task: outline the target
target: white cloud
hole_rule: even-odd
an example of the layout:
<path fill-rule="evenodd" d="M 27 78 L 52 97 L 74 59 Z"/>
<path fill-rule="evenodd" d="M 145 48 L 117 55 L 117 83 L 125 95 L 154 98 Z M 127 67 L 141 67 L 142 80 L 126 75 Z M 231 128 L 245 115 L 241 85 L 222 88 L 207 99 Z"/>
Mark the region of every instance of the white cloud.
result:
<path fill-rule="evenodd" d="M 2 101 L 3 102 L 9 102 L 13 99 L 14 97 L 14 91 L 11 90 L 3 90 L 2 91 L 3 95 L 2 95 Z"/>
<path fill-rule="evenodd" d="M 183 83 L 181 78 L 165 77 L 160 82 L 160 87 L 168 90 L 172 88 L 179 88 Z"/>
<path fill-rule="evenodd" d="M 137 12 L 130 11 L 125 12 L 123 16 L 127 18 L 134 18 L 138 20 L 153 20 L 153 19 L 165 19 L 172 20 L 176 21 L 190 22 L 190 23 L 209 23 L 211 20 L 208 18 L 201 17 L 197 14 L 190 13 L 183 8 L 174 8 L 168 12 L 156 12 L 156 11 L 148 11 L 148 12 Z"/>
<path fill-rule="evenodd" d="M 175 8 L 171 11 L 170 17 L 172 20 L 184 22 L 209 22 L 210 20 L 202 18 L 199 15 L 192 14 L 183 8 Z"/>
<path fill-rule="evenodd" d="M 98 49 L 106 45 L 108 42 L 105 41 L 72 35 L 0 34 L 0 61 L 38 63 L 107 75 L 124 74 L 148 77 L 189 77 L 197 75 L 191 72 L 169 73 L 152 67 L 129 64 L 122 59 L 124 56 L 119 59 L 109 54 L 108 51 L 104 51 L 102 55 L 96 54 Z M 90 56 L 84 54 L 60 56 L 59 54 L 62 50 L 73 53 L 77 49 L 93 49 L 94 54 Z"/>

========

THE REQUEST: Quote all of the items above verbatim, line for line.

RESULT:
task: outline the target
target: white cloud
hole_rule: even-odd
an example of the layout:
<path fill-rule="evenodd" d="M 27 78 L 52 97 L 74 59 Z"/>
<path fill-rule="evenodd" d="M 145 48 L 117 55 L 117 83 L 125 95 L 154 98 Z M 127 67 L 141 67 L 142 80 L 126 75 Z M 231 128 L 245 115 L 241 85 L 222 88 L 207 99 Z"/>
Mark the region of every instance of the white cloud.
result:
<path fill-rule="evenodd" d="M 2 101 L 3 102 L 9 102 L 13 99 L 14 97 L 14 91 L 11 90 L 3 90 L 2 91 L 3 95 L 2 95 Z"/>
<path fill-rule="evenodd" d="M 183 83 L 181 78 L 165 77 L 160 82 L 160 87 L 168 90 L 172 88 L 179 88 Z"/>
<path fill-rule="evenodd" d="M 137 12 L 130 11 L 125 12 L 123 16 L 127 18 L 134 18 L 138 20 L 153 20 L 153 19 L 165 19 L 172 20 L 176 21 L 190 22 L 190 23 L 209 23 L 211 20 L 208 18 L 201 17 L 197 14 L 190 13 L 183 8 L 174 8 L 168 12 L 156 12 L 156 11 L 148 11 L 148 12 Z"/>
<path fill-rule="evenodd" d="M 175 8 L 171 11 L 170 17 L 172 20 L 184 22 L 209 22 L 210 20 L 202 18 L 199 15 L 192 14 L 183 8 Z"/>
<path fill-rule="evenodd" d="M 98 49 L 106 45 L 108 42 L 105 41 L 72 35 L 0 34 L 0 61 L 38 63 L 107 75 L 124 74 L 148 77 L 189 77 L 197 75 L 191 72 L 169 73 L 152 67 L 129 64 L 122 59 L 124 56 L 119 59 L 109 54 L 108 51 L 104 51 L 102 55 L 96 54 Z M 90 56 L 84 54 L 60 56 L 59 54 L 62 50 L 73 53 L 77 49 L 93 49 L 94 54 Z"/>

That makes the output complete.